BEGIN Given records

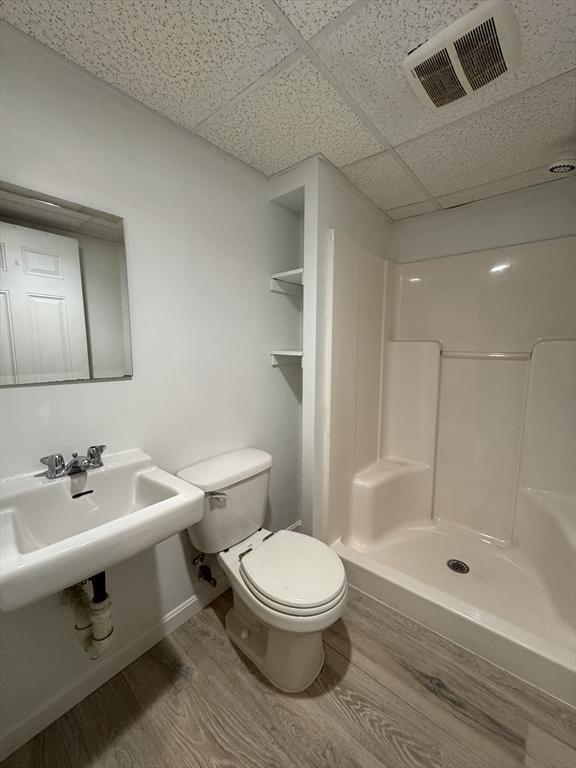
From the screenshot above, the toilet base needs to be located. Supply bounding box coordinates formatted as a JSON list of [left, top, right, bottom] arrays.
[[224, 594, 325, 693]]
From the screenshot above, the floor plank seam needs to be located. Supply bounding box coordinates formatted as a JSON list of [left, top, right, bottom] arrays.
[[322, 638, 509, 767]]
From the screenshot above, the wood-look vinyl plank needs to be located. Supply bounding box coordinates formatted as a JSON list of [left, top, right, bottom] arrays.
[[3, 586, 575, 768], [524, 724, 576, 768], [70, 671, 169, 768], [122, 634, 297, 768], [325, 608, 525, 766], [0, 717, 95, 768], [174, 600, 386, 768], [339, 588, 576, 751], [178, 595, 489, 768], [1, 673, 159, 768], [314, 643, 492, 768]]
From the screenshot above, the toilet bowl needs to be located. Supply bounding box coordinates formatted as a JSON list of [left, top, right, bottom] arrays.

END Given records

Assigned task:
Give every entry back unchanged, with no pictures.

Result of the exercise:
From the screenshot above, the toilet base needs to be located. Supply bounding box coordinates formatted as a JSON list of [left, top, right, bottom] arrays.
[[224, 594, 325, 693]]
From the screenshot above, the floor plank seam needs to be located. Supply bounding box coordinates formatted as a JSON list of [left, top, right, bottom] arrays.
[[322, 638, 509, 767]]
From the screenshot above, the wood-look vinyl plank needs to be located. Supply bounding box coordinates formatted as a JSON list of [left, top, right, bottom] arrays.
[[3, 586, 575, 768], [524, 724, 576, 768], [70, 671, 169, 768], [122, 634, 297, 768], [325, 608, 525, 766], [0, 717, 95, 768], [174, 600, 386, 768], [339, 588, 576, 751], [178, 595, 489, 768], [1, 673, 159, 768], [314, 643, 492, 768]]
From the screenshot above, the toilet bowl needs to be located. Supply bounding box coordinates formatted as a JSON list of [left, top, right, bottom] arrays.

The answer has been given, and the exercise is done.